(Task requirements) What is needed is a word-for-word copy of every record below, minus the pictures.
• • • • • • •
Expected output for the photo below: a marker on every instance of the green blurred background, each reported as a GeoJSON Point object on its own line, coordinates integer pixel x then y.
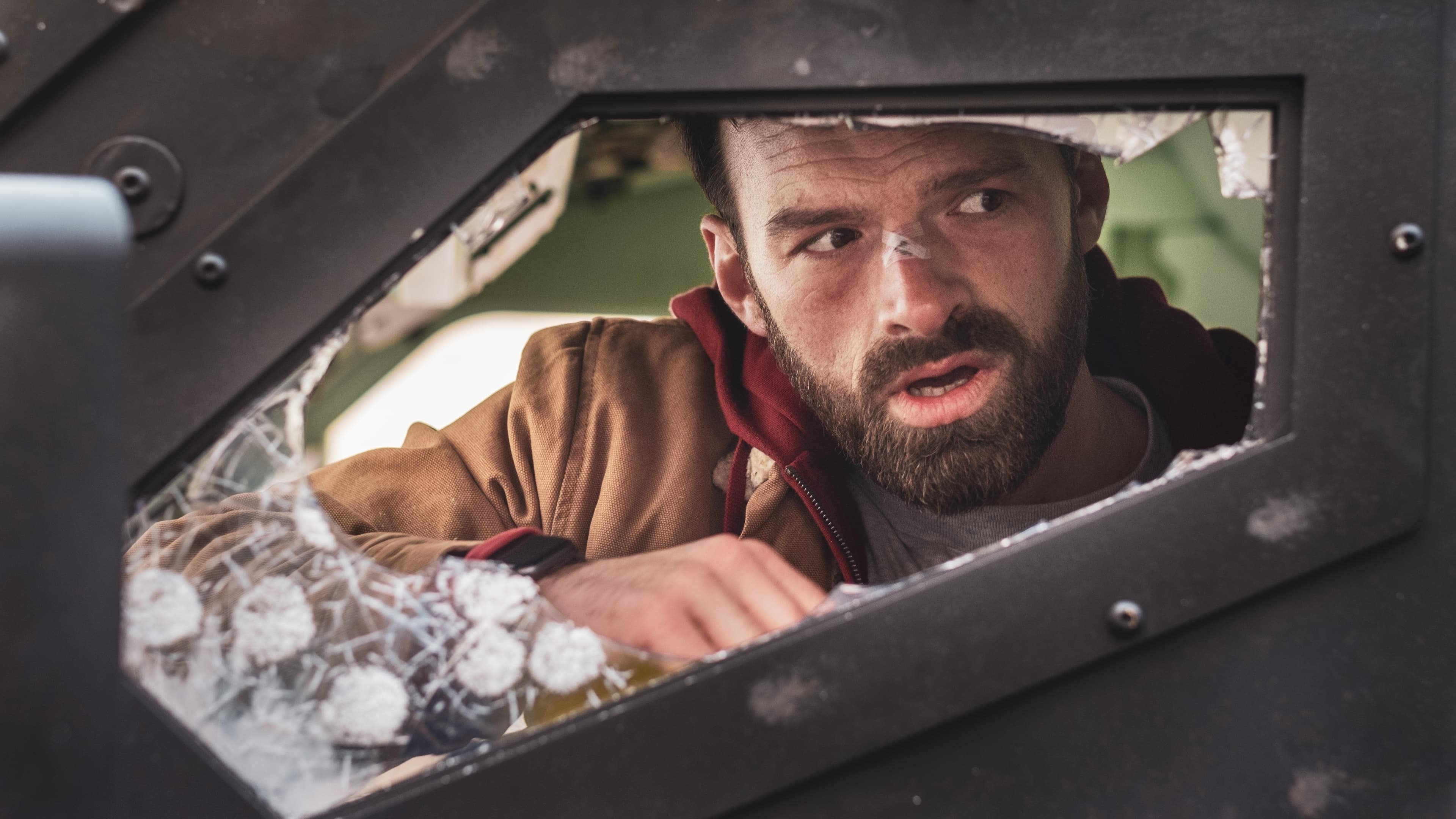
{"type": "Point", "coordinates": [628, 241]}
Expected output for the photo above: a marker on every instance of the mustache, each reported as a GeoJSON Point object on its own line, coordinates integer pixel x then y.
{"type": "Point", "coordinates": [976, 328]}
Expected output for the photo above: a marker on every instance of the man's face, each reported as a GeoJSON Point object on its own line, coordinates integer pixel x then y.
{"type": "Point", "coordinates": [924, 290]}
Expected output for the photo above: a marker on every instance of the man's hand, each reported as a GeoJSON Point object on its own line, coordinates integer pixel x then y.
{"type": "Point", "coordinates": [686, 601]}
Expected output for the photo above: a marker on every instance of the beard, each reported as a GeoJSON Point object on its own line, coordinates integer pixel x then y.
{"type": "Point", "coordinates": [972, 461]}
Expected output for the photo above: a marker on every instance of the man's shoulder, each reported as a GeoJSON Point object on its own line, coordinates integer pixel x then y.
{"type": "Point", "coordinates": [621, 356]}
{"type": "Point", "coordinates": [663, 333]}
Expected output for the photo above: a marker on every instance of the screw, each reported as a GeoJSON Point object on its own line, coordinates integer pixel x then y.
{"type": "Point", "coordinates": [1125, 617]}
{"type": "Point", "coordinates": [133, 183]}
{"type": "Point", "coordinates": [210, 270]}
{"type": "Point", "coordinates": [1407, 241]}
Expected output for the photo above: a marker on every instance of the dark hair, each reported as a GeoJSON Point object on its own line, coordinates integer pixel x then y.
{"type": "Point", "coordinates": [704, 145]}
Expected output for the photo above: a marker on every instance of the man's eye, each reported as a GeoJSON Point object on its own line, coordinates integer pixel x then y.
{"type": "Point", "coordinates": [982, 202]}
{"type": "Point", "coordinates": [832, 240]}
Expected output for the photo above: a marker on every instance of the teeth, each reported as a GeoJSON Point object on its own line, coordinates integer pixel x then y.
{"type": "Point", "coordinates": [935, 391]}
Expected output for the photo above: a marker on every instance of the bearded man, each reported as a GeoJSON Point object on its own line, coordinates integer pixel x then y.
{"type": "Point", "coordinates": [913, 349]}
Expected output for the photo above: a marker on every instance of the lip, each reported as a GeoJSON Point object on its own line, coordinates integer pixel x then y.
{"type": "Point", "coordinates": [960, 403]}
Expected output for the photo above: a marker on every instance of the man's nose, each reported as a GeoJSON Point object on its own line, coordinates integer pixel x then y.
{"type": "Point", "coordinates": [918, 297]}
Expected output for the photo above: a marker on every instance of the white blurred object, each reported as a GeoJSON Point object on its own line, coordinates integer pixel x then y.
{"type": "Point", "coordinates": [480, 250]}
{"type": "Point", "coordinates": [442, 380]}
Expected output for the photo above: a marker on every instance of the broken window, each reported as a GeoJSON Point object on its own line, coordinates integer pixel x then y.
{"type": "Point", "coordinates": [318, 674]}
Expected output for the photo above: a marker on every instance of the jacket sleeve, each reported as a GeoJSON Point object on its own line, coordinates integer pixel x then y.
{"type": "Point", "coordinates": [499, 467]}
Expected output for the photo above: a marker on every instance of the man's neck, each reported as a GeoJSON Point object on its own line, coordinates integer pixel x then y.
{"type": "Point", "coordinates": [1101, 444]}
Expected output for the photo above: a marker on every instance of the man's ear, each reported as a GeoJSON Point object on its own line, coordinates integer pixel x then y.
{"type": "Point", "coordinates": [1092, 191]}
{"type": "Point", "coordinates": [730, 275]}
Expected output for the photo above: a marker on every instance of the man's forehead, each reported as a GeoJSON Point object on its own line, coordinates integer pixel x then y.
{"type": "Point", "coordinates": [771, 146]}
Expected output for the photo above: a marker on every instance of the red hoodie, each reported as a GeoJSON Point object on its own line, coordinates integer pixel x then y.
{"type": "Point", "coordinates": [1200, 381]}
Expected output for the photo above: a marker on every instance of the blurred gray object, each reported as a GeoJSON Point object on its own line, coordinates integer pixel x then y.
{"type": "Point", "coordinates": [63, 254]}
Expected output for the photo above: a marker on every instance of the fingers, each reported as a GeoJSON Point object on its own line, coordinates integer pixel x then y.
{"type": "Point", "coordinates": [749, 569]}
{"type": "Point", "coordinates": [804, 592]}
{"type": "Point", "coordinates": [688, 601]}
{"type": "Point", "coordinates": [724, 615]}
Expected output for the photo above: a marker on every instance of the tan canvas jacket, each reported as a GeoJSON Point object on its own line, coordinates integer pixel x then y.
{"type": "Point", "coordinates": [609, 438]}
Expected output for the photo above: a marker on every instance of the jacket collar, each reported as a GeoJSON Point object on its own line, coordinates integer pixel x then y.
{"type": "Point", "coordinates": [1200, 381]}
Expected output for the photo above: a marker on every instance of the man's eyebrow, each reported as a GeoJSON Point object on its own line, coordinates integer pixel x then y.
{"type": "Point", "coordinates": [792, 219]}
{"type": "Point", "coordinates": [998, 165]}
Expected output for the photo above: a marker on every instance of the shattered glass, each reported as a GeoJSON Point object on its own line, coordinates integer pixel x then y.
{"type": "Point", "coordinates": [308, 668]}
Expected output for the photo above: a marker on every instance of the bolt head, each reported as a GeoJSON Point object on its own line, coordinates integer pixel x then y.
{"type": "Point", "coordinates": [133, 183]}
{"type": "Point", "coordinates": [1125, 617]}
{"type": "Point", "coordinates": [210, 270]}
{"type": "Point", "coordinates": [1407, 241]}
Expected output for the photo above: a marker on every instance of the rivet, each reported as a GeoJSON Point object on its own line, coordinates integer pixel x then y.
{"type": "Point", "coordinates": [133, 183]}
{"type": "Point", "coordinates": [210, 270]}
{"type": "Point", "coordinates": [1407, 241]}
{"type": "Point", "coordinates": [1125, 617]}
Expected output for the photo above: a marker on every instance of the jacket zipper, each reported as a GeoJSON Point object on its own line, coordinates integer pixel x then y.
{"type": "Point", "coordinates": [833, 531]}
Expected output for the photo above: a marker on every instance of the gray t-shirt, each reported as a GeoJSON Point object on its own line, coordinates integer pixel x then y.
{"type": "Point", "coordinates": [905, 538]}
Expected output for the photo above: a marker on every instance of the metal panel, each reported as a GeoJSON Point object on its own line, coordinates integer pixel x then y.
{"type": "Point", "coordinates": [63, 254]}
{"type": "Point", "coordinates": [41, 37]}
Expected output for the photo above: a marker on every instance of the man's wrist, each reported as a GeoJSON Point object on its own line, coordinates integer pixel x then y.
{"type": "Point", "coordinates": [528, 551]}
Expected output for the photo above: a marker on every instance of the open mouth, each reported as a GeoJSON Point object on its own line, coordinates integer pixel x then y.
{"type": "Point", "coordinates": [946, 391]}
{"type": "Point", "coordinates": [940, 385]}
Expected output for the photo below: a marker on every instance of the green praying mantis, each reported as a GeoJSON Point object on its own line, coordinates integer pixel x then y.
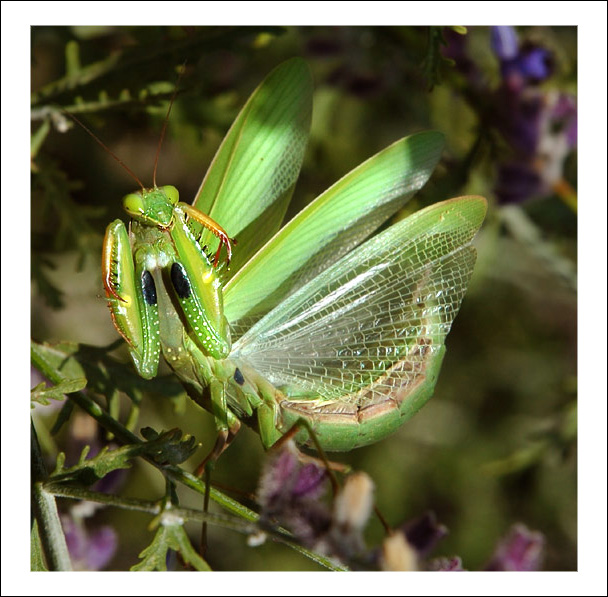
• • • • • • •
(Finished exercise)
Expected output for the photo below: a marker on every instance of the green blurred background, each reported as a GeoJSON Point object on its own line, coordinates integer pixel x then y.
{"type": "Point", "coordinates": [628, 241]}
Expected output for the photo above: a marker on every instance of the mustache, each reported as a GeoJSON Point object on its own line, coordinates integer pixel x then y.
{"type": "Point", "coordinates": [976, 328]}
Expected output for the photo above: a marker on every instance of the man's face, each reported as a GeoJSON Point object on its own line, coordinates integer pixel x then y.
{"type": "Point", "coordinates": [924, 290]}
Expected output for the photo above: a marker on every instance of the man's hand, each reported as a GeoJSON Point object on its own line, coordinates integer pixel x then y.
{"type": "Point", "coordinates": [686, 601]}
Expected output for the photo above: a marker on every instance of the beard, each reported as a GeoJSON Point object on its own line, coordinates integer pixel x then y.
{"type": "Point", "coordinates": [972, 461]}
Expected output for the photo above: a marker on every instance of the man's shoulder, each reported as a GeoJSON Point object on its own line, coordinates integer pixel x then y.
{"type": "Point", "coordinates": [621, 356]}
{"type": "Point", "coordinates": [663, 333]}
Expected output for the photo above: a marker on every instance of the screw, each reported as a GeoJSON Point object on its own line, coordinates integer pixel x then y.
{"type": "Point", "coordinates": [1125, 617]}
{"type": "Point", "coordinates": [133, 183]}
{"type": "Point", "coordinates": [210, 270]}
{"type": "Point", "coordinates": [1407, 241]}
Expected output for the photo above: a marker on every instance of the dark hair, each reported as a GeoJSON Point object on its own line, coordinates integer pixel x then y.
{"type": "Point", "coordinates": [704, 145]}
Expected output for the photo above: a marker on every instance of the man's eye, each reported as a GeoJSON Point object on its own line, coordinates integer pixel x then y.
{"type": "Point", "coordinates": [982, 202]}
{"type": "Point", "coordinates": [832, 240]}
Expected output for the photo above: a marker on every instance of the teeth, each reported as a GeoJSON Point object on its own line, coordinates integer pixel x then y.
{"type": "Point", "coordinates": [935, 391]}
Expected output for the photo above: a marker on every instance of the bearded man, each reported as a GeoJSON Point object on its own line, coordinates integer pixel x then y.
{"type": "Point", "coordinates": [913, 349]}
Expected output for the photo above: a marker on every instance of the lip, each reported as a GeoJSON Point object on its own line, coordinates integer pixel x then y.
{"type": "Point", "coordinates": [960, 403]}
Expected output for the photo above: a marker on every instance of the man's nose, each reported as a GeoJSON Point object on its own line, coordinates integer pixel x then y.
{"type": "Point", "coordinates": [918, 297]}
Expected output for the photo above: a marker on every instance of the white blurred object, each reported as a GeoJSON Point object on its own line, coordinates integer pixel x then y.
{"type": "Point", "coordinates": [480, 250]}
{"type": "Point", "coordinates": [442, 380]}
Expected output for the photo above: a marker on every instance of the broken window, each reported as a GeoJSON Point object on its own line, coordinates integer pixel x then y.
{"type": "Point", "coordinates": [318, 674]}
Expected output for the photo above: a marker on every instance of the jacket sleeve, each reported as a GeoJSON Point object on its own line, coordinates integer pixel x then y.
{"type": "Point", "coordinates": [499, 467]}
Expected output for the photo above: a marker on every instance of the man's neck, each reported as a GeoJSON Point object on its own line, coordinates integer pixel x then y.
{"type": "Point", "coordinates": [1101, 444]}
Expected output for the photo above: a marker on every instance of the man's ear, each reported as a GeoJSON Point object on its own line, coordinates integer pixel x then y.
{"type": "Point", "coordinates": [1092, 191]}
{"type": "Point", "coordinates": [730, 275]}
Expected output for the photo above: a marker on every instance of the man's forehead, each reported as a GeoJSON Point object on its own line, coordinates integer pixel x then y.
{"type": "Point", "coordinates": [771, 146]}
Expected output for the photo above: a marker on every instance of the red hoodie, each reported as a GeoJSON Point object on its own line, coordinates integer pixel x then y.
{"type": "Point", "coordinates": [1200, 381]}
Expected output for the photo above: a marker on every instance of the blurred gray object, each reported as a GeoJSON Point object on its own line, coordinates integer pixel x then y.
{"type": "Point", "coordinates": [63, 254]}
Expected output for the photo above: a marker on every instance of the fingers, each reported as a GeoJSON Point object on its own line, coordinates integer pixel x then y.
{"type": "Point", "coordinates": [749, 569]}
{"type": "Point", "coordinates": [804, 592]}
{"type": "Point", "coordinates": [688, 601]}
{"type": "Point", "coordinates": [724, 615]}
Expected output for the photo above: a marker on every instance of the tan canvas jacket, each reported as a GeoJSON Point object on its own line, coordinates integer pixel x then y.
{"type": "Point", "coordinates": [609, 438]}
Expected output for the photo above: a marker on every instance of the jacket collar, each reported as a GeoJSON Point object on its own line, coordinates integer pixel x then y.
{"type": "Point", "coordinates": [1200, 381]}
Expected output for the photo above: a marker on every instance of the man's eyebrow, each reported as a GeoJSON Point object on its own line, coordinates integer pixel x then y.
{"type": "Point", "coordinates": [792, 219]}
{"type": "Point", "coordinates": [998, 165]}
Expected output for the photo above: a marker on every instance of the shattered glass, each reported as a GeoJSON Point object on its own line, coordinates integer pixel x then y.
{"type": "Point", "coordinates": [308, 668]}
Expected output for the photo above: a marker on every instance of the bolt head, each reported as a GeoJSON Point object on its own line, coordinates integer pixel x then y.
{"type": "Point", "coordinates": [133, 183]}
{"type": "Point", "coordinates": [1125, 617]}
{"type": "Point", "coordinates": [210, 270]}
{"type": "Point", "coordinates": [1407, 241]}
Expected output for the photo above: a marker on every instance of the rivet, each reported as a GeoJSON Point object on its own line, coordinates integer pixel x then y.
{"type": "Point", "coordinates": [133, 183]}
{"type": "Point", "coordinates": [210, 270]}
{"type": "Point", "coordinates": [1407, 241]}
{"type": "Point", "coordinates": [1125, 617]}
Expected output for the photo above: a marker on every instance of the jacket zipper, each reported as a GeoJSON Point object on its own line, coordinates integer pixel x then y.
{"type": "Point", "coordinates": [833, 531]}
Expected output for the photo above: a marker on every instance of the gray t-shirt, each reported as a GeoJSON Point object on its own line, coordinates integer pixel x then y.
{"type": "Point", "coordinates": [905, 538]}
Expected output for the photo above: a marker on every instance of the metal panel, each reported as a GeoJSON Point object on its own line, coordinates integer pixel x then y.
{"type": "Point", "coordinates": [63, 254]}
{"type": "Point", "coordinates": [41, 37]}
Expected output for the photo above: a marker on every instance of the man's wrist, each reported as a GeoJSON Point object on its own line, coordinates integer pixel x then y.
{"type": "Point", "coordinates": [528, 551]}
Expected output for the photo above: a marker on every instance of the open mouth, each reported as a GeoJSON Point object on its own line, coordinates integer pixel x then y.
{"type": "Point", "coordinates": [946, 391]}
{"type": "Point", "coordinates": [940, 385]}
Expected output for the photo below: a marker on every instance of the green praying mantis, each reported as a GeoJSON Point object on its own line, coordinates integer pixel x then y.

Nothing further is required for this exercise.